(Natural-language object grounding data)
-- Opening Marker --

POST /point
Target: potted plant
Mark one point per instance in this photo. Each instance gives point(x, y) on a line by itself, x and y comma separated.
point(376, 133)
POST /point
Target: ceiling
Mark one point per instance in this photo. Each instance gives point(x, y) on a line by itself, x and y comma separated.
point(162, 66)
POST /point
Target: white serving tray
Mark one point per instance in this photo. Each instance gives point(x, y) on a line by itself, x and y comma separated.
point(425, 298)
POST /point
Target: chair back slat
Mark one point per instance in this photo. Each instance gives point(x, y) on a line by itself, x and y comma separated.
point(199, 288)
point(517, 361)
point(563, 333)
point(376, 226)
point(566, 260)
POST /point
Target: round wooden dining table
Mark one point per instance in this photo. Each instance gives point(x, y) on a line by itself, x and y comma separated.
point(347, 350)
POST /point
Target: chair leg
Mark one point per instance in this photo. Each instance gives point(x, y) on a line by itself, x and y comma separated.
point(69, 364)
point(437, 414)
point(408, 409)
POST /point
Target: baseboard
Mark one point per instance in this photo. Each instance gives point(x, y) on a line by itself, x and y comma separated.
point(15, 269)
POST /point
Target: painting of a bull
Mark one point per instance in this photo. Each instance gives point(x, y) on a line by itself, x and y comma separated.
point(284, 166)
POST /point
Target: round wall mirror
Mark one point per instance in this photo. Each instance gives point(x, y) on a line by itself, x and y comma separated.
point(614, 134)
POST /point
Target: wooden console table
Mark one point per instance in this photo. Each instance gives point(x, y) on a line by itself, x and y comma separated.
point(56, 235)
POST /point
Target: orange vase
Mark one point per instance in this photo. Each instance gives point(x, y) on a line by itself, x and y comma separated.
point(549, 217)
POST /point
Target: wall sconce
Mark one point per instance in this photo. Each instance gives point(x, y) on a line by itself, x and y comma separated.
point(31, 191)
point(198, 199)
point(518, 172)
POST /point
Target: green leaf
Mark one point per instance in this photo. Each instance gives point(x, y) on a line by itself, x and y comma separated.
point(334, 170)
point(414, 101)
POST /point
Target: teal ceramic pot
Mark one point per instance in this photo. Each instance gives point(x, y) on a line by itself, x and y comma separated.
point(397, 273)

-- Closing Marker --

Retype the entries in full. Keep every line identical.

POST /point
Target: potted plant
Mark one point per instance in this photo. Each instance gives point(x, y) on a line by itself, x and y comma separated.
point(376, 133)
POST /point
Target: ceiling
Mark one point per instance in this photo. Each instance gives point(x, y) on a line by itself, x and y comma separated.
point(162, 66)
POST /point
Target: white serving tray
Mark one point per instance in this photo. Each instance gives point(x, y) on a line by itself, x and y comma separated.
point(425, 298)
POST /point
Target: chair back slat
Mark one point per instance in this photo. Each instance gives point(x, y) on a line by itself, x and y comma separated.
point(199, 288)
point(517, 361)
point(563, 333)
point(376, 226)
point(566, 260)
POST /point
Target: round wooden dining table
Mark one point per instance in this photo. Each instance gives point(x, y) on a line by itself, x and y comma separated.
point(347, 350)
POST /point
Target: chair leg
Mark one point per instance in this photo. Each instance gives point(x, y) on a line by itself, x and y comma separated.
point(69, 364)
point(437, 414)
point(408, 409)
POST /point
Target: baseboard
Mark one point per instance in this photo. Each instance gives point(x, y) on a line by itself, x and y comma separated.
point(15, 269)
POST /point
Target: painting of a bull
Mark one point per instance in this photo. Each instance gives point(x, y) on a line by itself, x and y comma separated.
point(284, 166)
POST /point
Target: round wall mirror
Mark one point per instance in this photo. Each instance gives point(x, y) on a line by itself, x and y comma separated.
point(614, 134)
POST /point
Target: wooden console table
Mark one point per instance in this photo. Each instance gives point(x, y) on a line by itself, x and y comma separated.
point(56, 235)
POST /point
Target: orange vase
Mark one point per instance in this photo. Each instance gives point(x, y) on a line by itself, x and y comma separated.
point(549, 217)
POST /point
Target: wall sconce
Mark one point per instance in this photo. Each instance gives point(x, y) on a line by itself, x and y comma separated.
point(31, 191)
point(198, 199)
point(518, 172)
POST /point
Target: green leaf
Mark one point per instance in this photo. Each instance gives point(x, y) on a line by itself, x and y comma separated.
point(334, 170)
point(414, 101)
POST /point
Target: teal ceramic pot
Mark one point per instance in this photo. Each instance gives point(x, y) on a line by itself, x and y comma separated.
point(397, 273)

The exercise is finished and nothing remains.